** DIRECTIONS **
Convert all of the material below into a Markdown table with the columns "No." and "Line". Number the rows in order, put each line in its own row, and leave out any blank lines.

* begin DATA LISTING *

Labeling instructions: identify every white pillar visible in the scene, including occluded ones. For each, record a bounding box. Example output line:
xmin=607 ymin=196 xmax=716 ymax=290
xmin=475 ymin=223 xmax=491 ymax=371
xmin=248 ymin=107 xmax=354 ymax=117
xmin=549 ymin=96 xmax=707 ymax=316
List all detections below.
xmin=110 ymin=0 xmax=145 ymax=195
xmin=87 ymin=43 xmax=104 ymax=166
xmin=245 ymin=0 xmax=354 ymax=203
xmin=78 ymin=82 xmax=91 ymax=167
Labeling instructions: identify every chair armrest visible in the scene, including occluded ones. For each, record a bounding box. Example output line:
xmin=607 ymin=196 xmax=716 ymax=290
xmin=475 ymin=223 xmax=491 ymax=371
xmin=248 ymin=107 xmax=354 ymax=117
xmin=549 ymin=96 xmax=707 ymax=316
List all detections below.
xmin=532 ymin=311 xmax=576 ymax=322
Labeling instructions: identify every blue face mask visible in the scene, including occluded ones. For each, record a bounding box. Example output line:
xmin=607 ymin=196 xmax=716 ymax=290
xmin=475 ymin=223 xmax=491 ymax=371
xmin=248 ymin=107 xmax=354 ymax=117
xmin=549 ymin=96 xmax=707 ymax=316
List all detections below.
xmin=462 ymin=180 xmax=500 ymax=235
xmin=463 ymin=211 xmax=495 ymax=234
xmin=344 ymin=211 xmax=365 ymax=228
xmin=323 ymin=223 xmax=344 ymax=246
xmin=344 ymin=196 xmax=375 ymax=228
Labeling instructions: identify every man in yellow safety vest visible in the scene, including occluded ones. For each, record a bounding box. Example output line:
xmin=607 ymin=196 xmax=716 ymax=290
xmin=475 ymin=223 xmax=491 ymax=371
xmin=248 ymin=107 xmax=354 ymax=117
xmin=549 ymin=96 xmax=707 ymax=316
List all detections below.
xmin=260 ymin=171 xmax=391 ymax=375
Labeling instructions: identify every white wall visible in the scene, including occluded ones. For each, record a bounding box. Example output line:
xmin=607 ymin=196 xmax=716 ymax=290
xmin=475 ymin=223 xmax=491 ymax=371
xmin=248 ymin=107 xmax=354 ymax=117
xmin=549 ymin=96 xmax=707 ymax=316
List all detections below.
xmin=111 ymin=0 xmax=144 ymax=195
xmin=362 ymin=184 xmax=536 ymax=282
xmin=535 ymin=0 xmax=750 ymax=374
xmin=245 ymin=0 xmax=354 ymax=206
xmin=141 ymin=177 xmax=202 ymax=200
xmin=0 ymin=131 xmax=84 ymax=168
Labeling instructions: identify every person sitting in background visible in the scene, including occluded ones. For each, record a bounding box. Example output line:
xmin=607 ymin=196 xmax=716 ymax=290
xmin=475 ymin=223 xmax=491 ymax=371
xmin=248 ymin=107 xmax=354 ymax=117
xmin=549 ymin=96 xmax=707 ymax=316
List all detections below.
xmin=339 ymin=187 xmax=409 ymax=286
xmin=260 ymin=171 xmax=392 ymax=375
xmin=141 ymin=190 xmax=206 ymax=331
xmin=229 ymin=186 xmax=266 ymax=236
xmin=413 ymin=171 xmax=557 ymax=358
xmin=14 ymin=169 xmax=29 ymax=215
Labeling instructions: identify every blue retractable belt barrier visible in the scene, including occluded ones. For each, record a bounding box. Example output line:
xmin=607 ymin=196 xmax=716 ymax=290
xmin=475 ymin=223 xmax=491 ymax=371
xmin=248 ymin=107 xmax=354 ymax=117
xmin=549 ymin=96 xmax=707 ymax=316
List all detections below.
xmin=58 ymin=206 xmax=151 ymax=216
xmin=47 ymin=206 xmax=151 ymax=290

* end DATA LISTING *

** ANSWER TO THE TASK **
| No. | Line |
|---|---|
| 1 | Labeling instructions: identify every white pillar visible in the scene, including occluded ones. For each, record a bounding box. Example output line: |
| 2 | xmin=607 ymin=196 xmax=716 ymax=290 |
| 3 | xmin=475 ymin=223 xmax=491 ymax=371 |
| 4 | xmin=248 ymin=107 xmax=354 ymax=117 |
| 5 | xmin=549 ymin=96 xmax=707 ymax=316 |
| 6 | List all detections below. |
| 7 | xmin=110 ymin=0 xmax=145 ymax=195 |
| 8 | xmin=87 ymin=43 xmax=104 ymax=166 |
| 9 | xmin=245 ymin=0 xmax=354 ymax=203 |
| 10 | xmin=78 ymin=82 xmax=91 ymax=167 |
| 11 | Labeling instructions: identify every chair armrest visible in the scene, including occluded ones. For each, record a bounding box. Example output line: |
| 12 | xmin=607 ymin=196 xmax=716 ymax=290 |
| 13 | xmin=475 ymin=223 xmax=491 ymax=371 |
| 14 | xmin=248 ymin=107 xmax=354 ymax=117 |
| 15 | xmin=549 ymin=96 xmax=707 ymax=316 |
| 16 | List all detections below. |
| 17 | xmin=532 ymin=311 xmax=576 ymax=322 |
| 18 | Labeling instructions: identify every blue face mask visible in the scene, including occluded ones. For each, record a bounding box. Example output line: |
| 19 | xmin=607 ymin=196 xmax=716 ymax=290 |
| 20 | xmin=475 ymin=223 xmax=491 ymax=371 |
| 21 | xmin=248 ymin=107 xmax=354 ymax=117 |
| 22 | xmin=549 ymin=96 xmax=707 ymax=316 |
| 23 | List all detections below. |
| 24 | xmin=462 ymin=180 xmax=500 ymax=235 |
| 25 | xmin=463 ymin=211 xmax=495 ymax=234 |
| 26 | xmin=344 ymin=211 xmax=365 ymax=228 |
| 27 | xmin=323 ymin=223 xmax=344 ymax=246 |
| 28 | xmin=344 ymin=196 xmax=375 ymax=228 |
| 29 | Labeling instructions: identify every man in yellow safety vest visible in the scene, including occluded ones. For each, record a bounding box. Example output line: |
| 30 | xmin=607 ymin=196 xmax=716 ymax=290 |
| 31 | xmin=475 ymin=223 xmax=491 ymax=371 |
| 32 | xmin=248 ymin=107 xmax=354 ymax=117 |
| 33 | xmin=549 ymin=96 xmax=707 ymax=316 |
| 34 | List all detections below. |
| 35 | xmin=260 ymin=171 xmax=391 ymax=375 |
| 36 | Labeling instructions: identify every white wall visible in the scene, including occluded ones. For each, record a bounding box. Example output line: |
| 37 | xmin=607 ymin=196 xmax=716 ymax=290 |
| 38 | xmin=475 ymin=223 xmax=491 ymax=371 |
| 39 | xmin=248 ymin=107 xmax=354 ymax=117 |
| 40 | xmin=549 ymin=96 xmax=707 ymax=316 |
| 41 | List all detections below. |
| 42 | xmin=111 ymin=0 xmax=144 ymax=195 |
| 43 | xmin=362 ymin=184 xmax=536 ymax=282 |
| 44 | xmin=535 ymin=0 xmax=750 ymax=374 |
| 45 | xmin=245 ymin=0 xmax=354 ymax=206 |
| 46 | xmin=141 ymin=177 xmax=202 ymax=200 |
| 47 | xmin=0 ymin=131 xmax=84 ymax=168 |
| 48 | Labeling instructions: identify every person sitting in background visible in the scene, including occluded ones. For each, record a bounding box. Example output line: |
| 49 | xmin=607 ymin=196 xmax=716 ymax=290 |
| 50 | xmin=475 ymin=223 xmax=491 ymax=371 |
| 51 | xmin=248 ymin=107 xmax=354 ymax=117 |
| 52 | xmin=549 ymin=96 xmax=707 ymax=316 |
| 53 | List all detections below. |
| 54 | xmin=339 ymin=187 xmax=409 ymax=286 |
| 55 | xmin=260 ymin=171 xmax=392 ymax=375 |
| 56 | xmin=141 ymin=190 xmax=206 ymax=331 |
| 57 | xmin=229 ymin=186 xmax=266 ymax=236 |
| 58 | xmin=413 ymin=171 xmax=557 ymax=358 |
| 59 | xmin=14 ymin=169 xmax=29 ymax=215 |
| 60 | Labeling instructions: identify every blue retractable belt barrier visible in the scene, including occluded ones. For each, record a bounding box. Example output line: |
| 61 | xmin=607 ymin=196 xmax=716 ymax=290 |
| 62 | xmin=475 ymin=223 xmax=491 ymax=371 |
| 63 | xmin=248 ymin=107 xmax=354 ymax=117 |
| 64 | xmin=549 ymin=96 xmax=707 ymax=316 |
| 65 | List all detections below. |
| 66 | xmin=58 ymin=206 xmax=151 ymax=216 |
| 67 | xmin=47 ymin=206 xmax=151 ymax=290 |